If you look at the test example, you’ll see that all paths in the result begin with ‘1/4/11/14/614/4284/’. That is the path of the subtree root with CELL='3B0'. If the path column is indexed, the engine will find them all efficiently, because the index is sorted by path. It’s like you would want to find all the words that begin with ‘pol’ in a dictionary with 100K words. You wouldn’t need to read the entire dictionary.

Respondent: Paul Spiegel

Solution #2:

Performance

As others have already mentioned, performance shouldn’t be an issue as long as you use a suitable indexed primary key and ensure that relations use foreign keys. In general, an RDBMS is highly optimised to efficiently perform joins on indexed columns and referential integrity can also provide the advantage of preventing orphans. 100,000 may sound a lot of rows but this isn’t going to stretch an RDBMS as long as the table structure and queries are well designed.

Choice of RDBMS

One factor in answering this question lies in choosing a database with the ability to perform a recursive query via a Common Table Expression (CTE), which can be very useful to keep the queries compact or essential if there are queries that do not limit the number of descendants being traversed.

### [Your instructions]
Pick up the forum discussion about storing tree data in a database right after its last sentence and keep writing it.

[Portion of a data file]
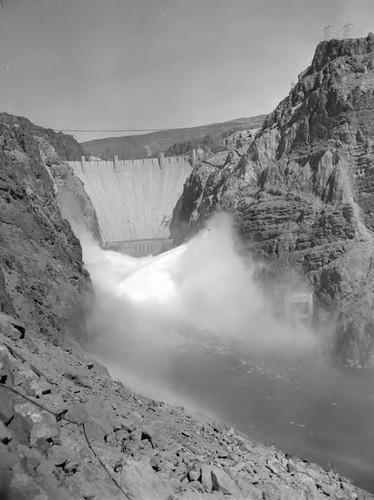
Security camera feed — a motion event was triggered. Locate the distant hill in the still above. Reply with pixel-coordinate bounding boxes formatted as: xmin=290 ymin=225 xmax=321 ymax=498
xmin=81 ymin=115 xmax=266 ymax=160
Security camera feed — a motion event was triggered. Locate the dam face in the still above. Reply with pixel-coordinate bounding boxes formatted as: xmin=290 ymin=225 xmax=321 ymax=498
xmin=68 ymin=156 xmax=192 ymax=256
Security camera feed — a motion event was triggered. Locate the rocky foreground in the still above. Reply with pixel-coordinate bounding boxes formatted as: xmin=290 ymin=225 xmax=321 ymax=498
xmin=0 ymin=314 xmax=374 ymax=500
xmin=0 ymin=72 xmax=373 ymax=500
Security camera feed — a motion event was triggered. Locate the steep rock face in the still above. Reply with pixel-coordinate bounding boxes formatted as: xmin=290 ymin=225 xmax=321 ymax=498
xmin=35 ymin=137 xmax=102 ymax=244
xmin=172 ymin=34 xmax=374 ymax=364
xmin=0 ymin=113 xmax=85 ymax=161
xmin=0 ymin=120 xmax=90 ymax=344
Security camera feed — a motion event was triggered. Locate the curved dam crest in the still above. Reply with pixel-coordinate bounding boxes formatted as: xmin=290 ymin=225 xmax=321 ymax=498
xmin=67 ymin=155 xmax=193 ymax=255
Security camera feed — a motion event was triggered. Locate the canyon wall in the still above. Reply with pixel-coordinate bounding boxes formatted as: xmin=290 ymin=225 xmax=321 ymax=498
xmin=171 ymin=34 xmax=374 ymax=364
xmin=0 ymin=115 xmax=91 ymax=345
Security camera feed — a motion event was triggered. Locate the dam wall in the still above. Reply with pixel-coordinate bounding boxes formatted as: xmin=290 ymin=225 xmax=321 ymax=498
xmin=67 ymin=155 xmax=193 ymax=244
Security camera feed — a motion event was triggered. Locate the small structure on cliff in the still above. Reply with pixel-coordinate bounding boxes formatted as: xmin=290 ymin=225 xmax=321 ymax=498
xmin=285 ymin=290 xmax=313 ymax=325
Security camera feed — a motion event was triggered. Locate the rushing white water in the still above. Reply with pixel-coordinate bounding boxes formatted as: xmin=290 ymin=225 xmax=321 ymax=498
xmin=75 ymin=213 xmax=374 ymax=490
xmin=81 ymin=216 xmax=316 ymax=397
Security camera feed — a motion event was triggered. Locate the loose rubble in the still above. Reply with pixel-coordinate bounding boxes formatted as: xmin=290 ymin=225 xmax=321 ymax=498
xmin=0 ymin=317 xmax=374 ymax=500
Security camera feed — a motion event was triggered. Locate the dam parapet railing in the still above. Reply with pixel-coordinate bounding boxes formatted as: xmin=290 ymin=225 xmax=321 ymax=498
xmin=66 ymin=152 xmax=196 ymax=173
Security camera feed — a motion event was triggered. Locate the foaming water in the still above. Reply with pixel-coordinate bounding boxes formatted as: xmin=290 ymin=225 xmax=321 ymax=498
xmin=81 ymin=213 xmax=374 ymax=489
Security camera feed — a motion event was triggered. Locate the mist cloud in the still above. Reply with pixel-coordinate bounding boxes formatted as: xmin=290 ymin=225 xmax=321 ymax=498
xmin=80 ymin=215 xmax=317 ymax=399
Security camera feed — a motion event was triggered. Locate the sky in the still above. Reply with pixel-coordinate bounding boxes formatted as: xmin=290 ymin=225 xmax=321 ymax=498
xmin=0 ymin=0 xmax=374 ymax=141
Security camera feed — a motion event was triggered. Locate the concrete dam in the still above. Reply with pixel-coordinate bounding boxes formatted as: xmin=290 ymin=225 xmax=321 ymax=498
xmin=67 ymin=155 xmax=194 ymax=256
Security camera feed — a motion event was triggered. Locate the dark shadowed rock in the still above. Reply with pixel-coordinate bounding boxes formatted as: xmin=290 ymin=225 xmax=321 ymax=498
xmin=171 ymin=35 xmax=374 ymax=365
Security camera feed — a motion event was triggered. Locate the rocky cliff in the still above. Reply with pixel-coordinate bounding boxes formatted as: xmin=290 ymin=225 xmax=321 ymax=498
xmin=172 ymin=34 xmax=374 ymax=364
xmin=0 ymin=115 xmax=372 ymax=500
xmin=0 ymin=115 xmax=90 ymax=345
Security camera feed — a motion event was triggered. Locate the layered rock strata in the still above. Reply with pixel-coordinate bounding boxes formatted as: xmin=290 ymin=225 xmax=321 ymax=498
xmin=172 ymin=34 xmax=374 ymax=364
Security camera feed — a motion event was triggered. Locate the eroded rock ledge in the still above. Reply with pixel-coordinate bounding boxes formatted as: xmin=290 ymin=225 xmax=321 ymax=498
xmin=172 ymin=34 xmax=374 ymax=365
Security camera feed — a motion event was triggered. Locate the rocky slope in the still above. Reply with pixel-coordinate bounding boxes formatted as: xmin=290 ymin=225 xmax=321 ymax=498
xmin=172 ymin=34 xmax=374 ymax=364
xmin=0 ymin=326 xmax=373 ymax=500
xmin=0 ymin=120 xmax=91 ymax=345
xmin=0 ymin=114 xmax=372 ymax=500
xmin=0 ymin=112 xmax=85 ymax=161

### [Result of this exercise]
Since you’ve indicated that you are free to choose the RDBMS but it must run under Linux, I’m going to throw PostgreSQL out there as a suggestion since it has this feature and is freely available. (This choice is of course very subjective and there are advantages and disadvantages of each but a few other contenders I’d be tempted to rule out are MySQL since it doesn’t currently support CTEs, MariaDB since it doesn’t currently support *recursive* CTEs, SQL Server since it doesn’t currently support Linux. Other possibilities such as Oracle may be dependent on budget / existing resources.)

SQL

Here’s an example of the SQL you’d write to perform your first example of finding all the descendants of ‘A’:

WITH RECURSIVE rcte AS (
   SELECT id, letters
   FROM cell 
   WHERE letters = 'A'
   UNION ALL
   SELECT c.id, c.letters
   FROM cell c
   INNER JOIN rcte r
   ON c.parent_cell_id = r.id
)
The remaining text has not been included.